## Short problem
Update the lines below by replacing "pixel coordinates" with "image coordinates" wherever it appears, and leave everything else as it is.

(Records of labeled points)
• • • • •

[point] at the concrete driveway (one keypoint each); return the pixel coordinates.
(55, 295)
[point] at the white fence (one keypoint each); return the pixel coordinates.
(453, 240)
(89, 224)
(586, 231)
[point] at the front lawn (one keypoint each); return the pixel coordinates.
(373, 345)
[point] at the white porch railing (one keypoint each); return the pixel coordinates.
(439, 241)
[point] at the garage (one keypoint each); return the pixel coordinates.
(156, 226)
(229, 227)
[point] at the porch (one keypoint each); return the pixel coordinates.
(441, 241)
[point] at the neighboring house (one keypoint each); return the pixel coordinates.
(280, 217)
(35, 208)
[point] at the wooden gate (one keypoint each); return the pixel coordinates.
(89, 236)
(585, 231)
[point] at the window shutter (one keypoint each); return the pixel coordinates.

• • • • •

## Result for this task
[point] at the concrete driveway (one keypoint each); return the image coordinates.
(55, 295)
[point] at the white fence (one keypoint each); return the image coordinates.
(453, 240)
(89, 224)
(586, 231)
[point] at the front lawn (one keypoint each); return the image coordinates.
(373, 345)
[point] at the white porch railing (one keypoint each); return the image coordinates.
(439, 241)
[point] at the garage (one keypoint each); return the image coordinates.
(156, 226)
(229, 227)
[point] at the porch (one keypoint each); return the image coordinates.
(441, 241)
[point] at the neighboring house (one keypoint each); return the image coordinates.
(280, 217)
(35, 208)
[point] at the wooden gate (one keypoint each); return the image coordinates.
(89, 236)
(585, 231)
[point] at the window shutter (one keypoint each); return the image coordinates.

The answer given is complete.